- [To be done] Can you render the rows below as a numbered list, beginning with their first line and stopping after the line that contains "[0,334,800,532]", with blank lines skipped and the pictures left out?

- [Materials provided]
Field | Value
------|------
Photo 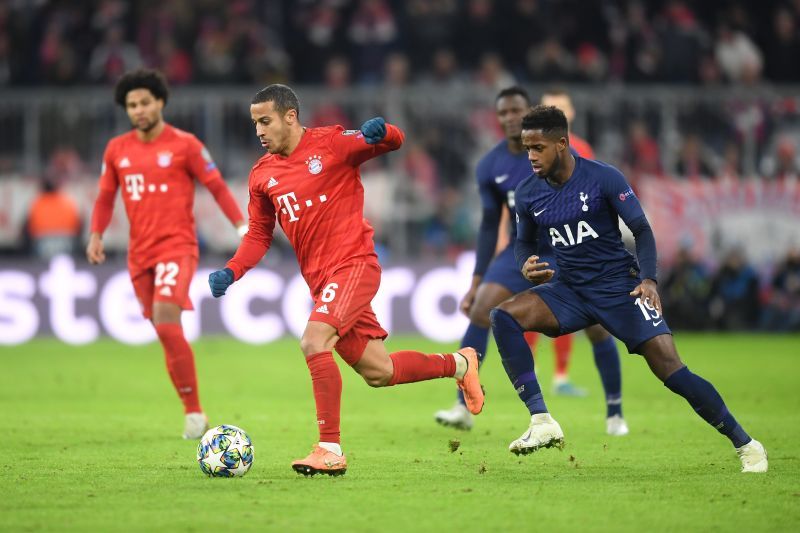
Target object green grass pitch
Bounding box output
[0,334,800,532]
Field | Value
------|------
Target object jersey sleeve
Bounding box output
[330,123,405,167]
[514,181,539,270]
[225,172,275,280]
[90,143,119,235]
[602,167,658,281]
[474,158,503,276]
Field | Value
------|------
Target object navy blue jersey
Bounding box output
[515,157,655,285]
[475,140,531,275]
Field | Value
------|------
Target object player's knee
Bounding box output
[361,368,392,387]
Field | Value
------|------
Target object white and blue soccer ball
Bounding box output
[197,424,253,477]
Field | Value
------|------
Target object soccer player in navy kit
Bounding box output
[491,105,767,472]
[434,87,628,436]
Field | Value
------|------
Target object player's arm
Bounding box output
[187,138,247,237]
[86,145,119,265]
[603,169,661,310]
[460,161,503,316]
[208,173,276,298]
[331,117,405,167]
[514,182,555,284]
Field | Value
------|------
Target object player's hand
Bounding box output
[86,233,106,265]
[361,117,386,144]
[208,268,233,298]
[522,255,556,284]
[631,279,661,313]
[458,286,478,317]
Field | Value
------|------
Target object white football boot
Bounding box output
[508,413,564,455]
[736,439,767,472]
[433,402,474,430]
[183,413,208,439]
[606,415,630,437]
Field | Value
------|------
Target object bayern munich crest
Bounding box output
[158,152,172,168]
[306,155,322,174]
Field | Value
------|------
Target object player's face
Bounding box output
[497,94,531,139]
[541,94,575,124]
[125,89,164,133]
[250,102,297,154]
[522,130,568,178]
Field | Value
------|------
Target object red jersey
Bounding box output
[227,124,404,294]
[569,133,594,159]
[92,124,244,267]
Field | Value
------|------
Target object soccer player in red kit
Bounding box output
[209,84,483,475]
[86,70,247,439]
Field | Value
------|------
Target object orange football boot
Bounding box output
[292,444,347,476]
[456,348,484,415]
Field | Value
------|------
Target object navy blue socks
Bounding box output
[592,335,622,417]
[490,309,547,415]
[664,367,751,448]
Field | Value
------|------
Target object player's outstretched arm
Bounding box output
[208,268,233,298]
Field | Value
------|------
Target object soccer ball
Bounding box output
[197,425,253,477]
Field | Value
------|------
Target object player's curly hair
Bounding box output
[250,83,300,117]
[114,68,169,108]
[494,85,531,104]
[522,104,569,137]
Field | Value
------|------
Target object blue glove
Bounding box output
[208,268,233,298]
[361,117,386,144]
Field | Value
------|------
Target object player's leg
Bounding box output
[585,324,628,437]
[292,315,347,476]
[491,282,583,454]
[151,257,208,439]
[553,334,587,397]
[637,335,767,472]
[434,276,521,429]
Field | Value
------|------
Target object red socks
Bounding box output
[156,324,203,413]
[389,350,456,386]
[553,334,572,376]
[306,352,342,443]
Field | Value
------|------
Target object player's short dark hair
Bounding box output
[494,85,531,104]
[114,68,169,107]
[542,85,572,100]
[250,83,300,117]
[522,104,569,137]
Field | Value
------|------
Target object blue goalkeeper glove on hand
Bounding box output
[208,268,233,298]
[361,117,386,144]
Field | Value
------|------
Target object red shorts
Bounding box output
[309,262,389,366]
[130,255,197,319]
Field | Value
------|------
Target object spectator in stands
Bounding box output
[761,135,800,180]
[347,0,398,83]
[89,25,142,82]
[623,119,661,181]
[709,247,761,330]
[675,133,716,180]
[714,21,763,83]
[659,241,711,330]
[26,179,81,259]
[761,248,800,331]
[764,6,800,83]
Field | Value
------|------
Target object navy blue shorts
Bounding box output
[531,277,672,353]
[481,245,533,294]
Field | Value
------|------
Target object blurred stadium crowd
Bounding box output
[0,0,800,86]
[0,0,800,329]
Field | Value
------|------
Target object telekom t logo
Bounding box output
[277,192,328,222]
[125,174,144,200]
[278,192,300,222]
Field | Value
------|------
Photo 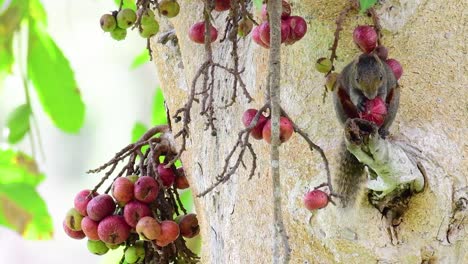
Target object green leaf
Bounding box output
[7,104,31,144]
[0,0,27,81]
[28,20,85,133]
[29,0,47,26]
[0,35,15,84]
[0,183,53,240]
[114,0,136,10]
[130,49,151,70]
[359,0,377,13]
[132,122,148,142]
[0,149,45,187]
[151,87,167,126]
[254,0,263,10]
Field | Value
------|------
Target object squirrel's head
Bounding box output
[354,54,384,99]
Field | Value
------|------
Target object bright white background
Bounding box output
[0,0,157,264]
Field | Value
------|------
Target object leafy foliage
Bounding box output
[0,0,85,239]
[7,104,31,144]
[151,87,167,126]
[0,150,53,239]
[28,19,85,133]
[359,0,377,12]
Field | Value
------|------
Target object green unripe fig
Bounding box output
[111,27,127,40]
[117,8,136,29]
[106,243,120,250]
[125,245,145,264]
[135,240,146,259]
[159,0,180,18]
[65,208,83,231]
[325,72,339,92]
[99,14,117,32]
[140,20,159,38]
[125,175,138,183]
[137,8,154,25]
[88,240,109,255]
[315,58,333,73]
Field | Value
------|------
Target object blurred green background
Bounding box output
[0,0,197,264]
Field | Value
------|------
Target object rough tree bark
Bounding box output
[152,0,468,263]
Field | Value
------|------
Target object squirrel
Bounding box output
[333,53,400,207]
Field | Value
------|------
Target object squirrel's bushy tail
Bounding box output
[334,142,366,208]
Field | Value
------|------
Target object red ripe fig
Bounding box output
[359,97,387,126]
[304,190,328,211]
[374,45,388,60]
[134,176,159,203]
[86,194,115,221]
[285,16,307,45]
[176,214,200,238]
[73,190,98,216]
[156,220,180,247]
[262,116,294,143]
[252,26,270,49]
[386,59,403,80]
[261,0,291,21]
[189,21,218,44]
[136,216,161,240]
[353,26,377,53]
[158,163,176,187]
[81,216,99,240]
[124,201,151,227]
[174,167,190,190]
[62,221,86,239]
[259,20,291,46]
[98,215,130,245]
[242,109,268,139]
[215,0,231,12]
[112,177,135,205]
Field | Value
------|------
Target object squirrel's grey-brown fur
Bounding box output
[333,54,400,207]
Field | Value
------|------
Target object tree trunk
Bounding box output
[151,0,468,263]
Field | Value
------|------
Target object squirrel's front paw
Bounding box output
[356,98,367,113]
[379,127,390,139]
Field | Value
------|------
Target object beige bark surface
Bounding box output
[152,0,468,263]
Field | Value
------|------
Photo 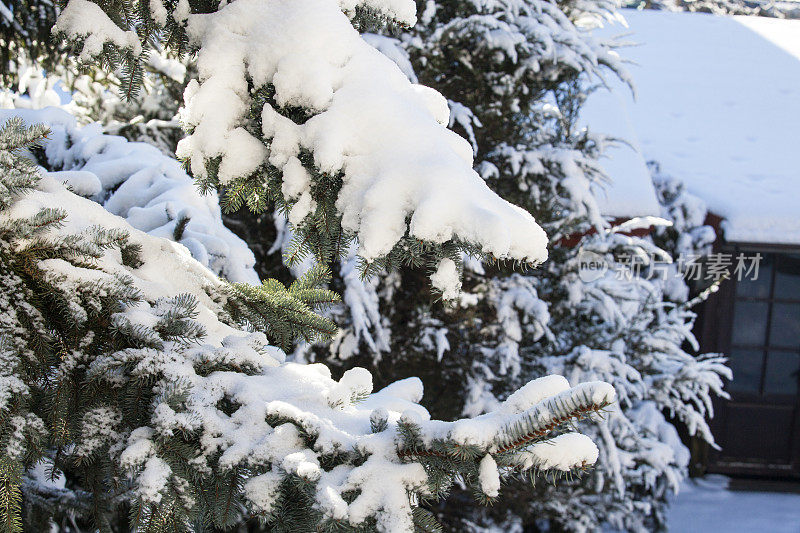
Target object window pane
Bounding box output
[728,348,764,394]
[769,303,800,348]
[775,254,800,300]
[732,301,768,346]
[734,252,774,298]
[764,351,800,395]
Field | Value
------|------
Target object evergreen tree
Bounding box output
[0,118,614,532]
[278,1,729,531]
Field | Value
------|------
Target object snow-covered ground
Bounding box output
[669,475,800,533]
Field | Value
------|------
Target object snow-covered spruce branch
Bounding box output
[51,0,547,298]
[0,107,259,284]
[0,119,613,532]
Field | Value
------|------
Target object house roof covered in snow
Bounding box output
[583,10,800,244]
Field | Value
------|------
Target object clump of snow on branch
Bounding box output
[58,0,547,263]
[0,108,259,284]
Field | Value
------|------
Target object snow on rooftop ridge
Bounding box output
[587,10,800,244]
[0,107,259,284]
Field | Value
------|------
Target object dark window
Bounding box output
[728,252,800,398]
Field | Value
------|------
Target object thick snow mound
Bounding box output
[0,108,259,284]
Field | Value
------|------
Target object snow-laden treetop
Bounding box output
[55,0,547,280]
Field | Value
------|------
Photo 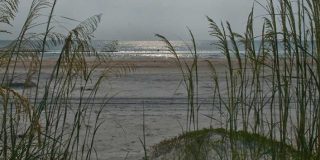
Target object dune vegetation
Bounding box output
[154,0,320,159]
[0,0,132,160]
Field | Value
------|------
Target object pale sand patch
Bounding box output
[0,59,234,160]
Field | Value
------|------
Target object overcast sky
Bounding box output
[8,0,261,40]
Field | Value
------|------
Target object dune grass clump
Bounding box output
[0,0,126,159]
[150,128,301,160]
[158,0,320,159]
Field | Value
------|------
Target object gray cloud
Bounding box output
[6,0,264,40]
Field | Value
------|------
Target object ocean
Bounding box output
[0,40,240,60]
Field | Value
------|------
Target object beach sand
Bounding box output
[1,59,230,160]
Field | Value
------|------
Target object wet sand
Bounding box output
[2,59,225,160]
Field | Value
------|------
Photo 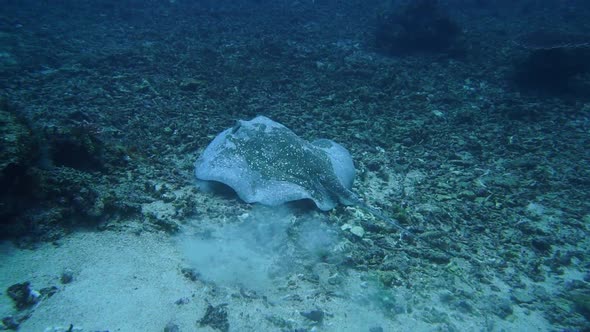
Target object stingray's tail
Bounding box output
[356,198,416,238]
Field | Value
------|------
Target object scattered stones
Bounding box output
[198,303,229,332]
[300,309,325,323]
[6,281,41,310]
[59,269,74,285]
[180,267,199,281]
[164,322,180,332]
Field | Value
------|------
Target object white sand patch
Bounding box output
[0,232,203,331]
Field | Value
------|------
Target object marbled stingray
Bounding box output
[195,116,410,234]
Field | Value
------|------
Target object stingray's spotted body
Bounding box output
[195,116,355,211]
[195,116,407,232]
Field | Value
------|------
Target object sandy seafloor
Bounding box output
[0,220,582,331]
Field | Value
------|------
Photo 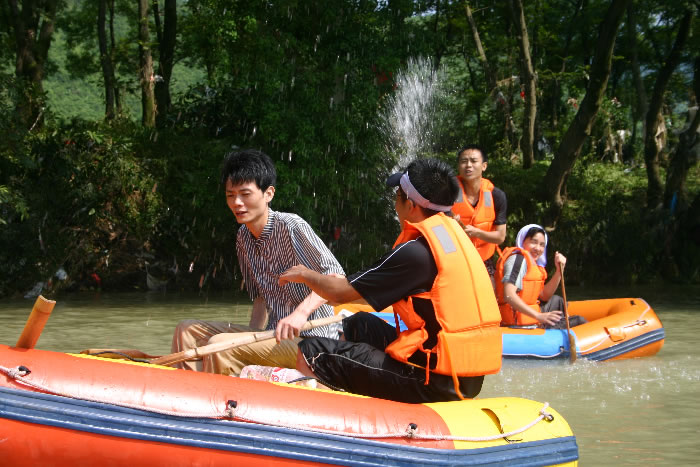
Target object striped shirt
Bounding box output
[236,209,345,339]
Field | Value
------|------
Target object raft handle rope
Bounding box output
[227,401,554,442]
[0,365,554,442]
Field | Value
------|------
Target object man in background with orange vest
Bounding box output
[452,144,508,288]
[280,159,502,403]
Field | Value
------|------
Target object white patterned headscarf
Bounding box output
[515,224,549,267]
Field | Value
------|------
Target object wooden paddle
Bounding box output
[561,268,576,363]
[80,349,160,360]
[15,295,56,349]
[151,315,344,366]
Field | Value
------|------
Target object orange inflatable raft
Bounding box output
[502,298,665,361]
[0,345,578,467]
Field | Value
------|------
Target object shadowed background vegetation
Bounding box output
[0,0,700,296]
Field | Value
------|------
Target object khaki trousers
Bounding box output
[171,319,301,376]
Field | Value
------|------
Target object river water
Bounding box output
[0,286,700,466]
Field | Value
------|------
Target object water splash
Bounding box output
[379,58,447,167]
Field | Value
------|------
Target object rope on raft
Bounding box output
[0,365,554,442]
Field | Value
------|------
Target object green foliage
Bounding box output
[0,0,700,295]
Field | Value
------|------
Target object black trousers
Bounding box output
[299,313,484,403]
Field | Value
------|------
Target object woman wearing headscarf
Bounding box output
[496,224,586,329]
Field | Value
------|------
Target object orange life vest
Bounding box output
[386,213,502,396]
[452,178,496,261]
[495,246,547,326]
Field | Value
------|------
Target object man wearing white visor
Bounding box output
[280,159,502,403]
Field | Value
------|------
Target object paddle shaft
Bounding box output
[151,315,343,366]
[561,268,576,363]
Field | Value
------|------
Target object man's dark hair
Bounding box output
[221,149,277,191]
[523,227,547,240]
[406,158,459,215]
[457,144,489,162]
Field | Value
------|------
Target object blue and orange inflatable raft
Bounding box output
[0,345,578,467]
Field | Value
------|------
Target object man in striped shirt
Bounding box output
[172,149,344,375]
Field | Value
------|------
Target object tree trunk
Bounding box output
[623,2,647,162]
[108,0,122,114]
[543,0,628,228]
[139,0,156,128]
[464,2,517,148]
[664,57,700,214]
[550,0,583,139]
[644,10,693,209]
[510,0,537,169]
[97,0,116,120]
[154,0,177,126]
[7,0,58,130]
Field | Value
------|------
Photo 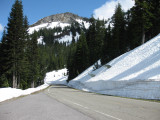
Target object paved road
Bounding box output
[46,86,160,120]
[0,89,93,120]
[0,86,160,120]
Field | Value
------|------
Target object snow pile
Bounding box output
[37,36,45,45]
[56,32,80,44]
[44,68,68,85]
[0,68,68,102]
[0,84,49,102]
[28,22,71,34]
[68,34,160,99]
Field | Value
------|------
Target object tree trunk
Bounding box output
[13,71,17,88]
[142,29,146,44]
[31,81,34,88]
[17,75,21,88]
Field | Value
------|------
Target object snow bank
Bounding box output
[68,34,160,99]
[44,68,68,85]
[0,68,68,102]
[37,36,45,45]
[0,84,49,102]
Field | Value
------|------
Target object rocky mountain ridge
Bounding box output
[30,12,86,27]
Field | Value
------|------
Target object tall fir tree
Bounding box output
[75,32,89,74]
[0,29,9,87]
[7,0,24,88]
[28,33,40,88]
[111,3,126,58]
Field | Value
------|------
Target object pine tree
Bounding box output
[28,34,40,87]
[101,24,112,65]
[133,0,153,44]
[0,29,9,87]
[75,32,89,74]
[4,0,24,88]
[112,3,126,58]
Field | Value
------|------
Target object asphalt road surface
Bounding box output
[0,85,160,120]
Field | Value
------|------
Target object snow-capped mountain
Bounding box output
[28,12,90,45]
[29,12,89,34]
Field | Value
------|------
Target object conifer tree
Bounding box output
[112,3,126,58]
[7,0,24,88]
[28,33,39,87]
[75,32,89,74]
[0,29,9,87]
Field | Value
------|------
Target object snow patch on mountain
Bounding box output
[76,19,90,29]
[28,22,71,34]
[37,36,45,45]
[56,32,80,45]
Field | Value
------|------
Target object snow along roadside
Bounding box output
[0,68,68,102]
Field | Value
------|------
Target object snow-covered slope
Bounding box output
[28,22,71,34]
[56,32,80,44]
[0,68,68,102]
[44,68,68,85]
[68,34,160,99]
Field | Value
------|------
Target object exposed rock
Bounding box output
[31,12,84,27]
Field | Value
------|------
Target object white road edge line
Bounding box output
[48,88,122,120]
[63,99,122,120]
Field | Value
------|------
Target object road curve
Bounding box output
[0,89,93,120]
[45,86,160,120]
[0,85,160,120]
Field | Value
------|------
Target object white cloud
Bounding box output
[93,0,134,19]
[0,24,3,32]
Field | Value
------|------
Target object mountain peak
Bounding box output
[31,12,83,27]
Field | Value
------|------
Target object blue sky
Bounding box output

- [Completed exercise]
1. Field | Value
2. ------|------
3. Photo 
4. Target object green grass pitch
5. Bounding box output
6. [0,334,800,532]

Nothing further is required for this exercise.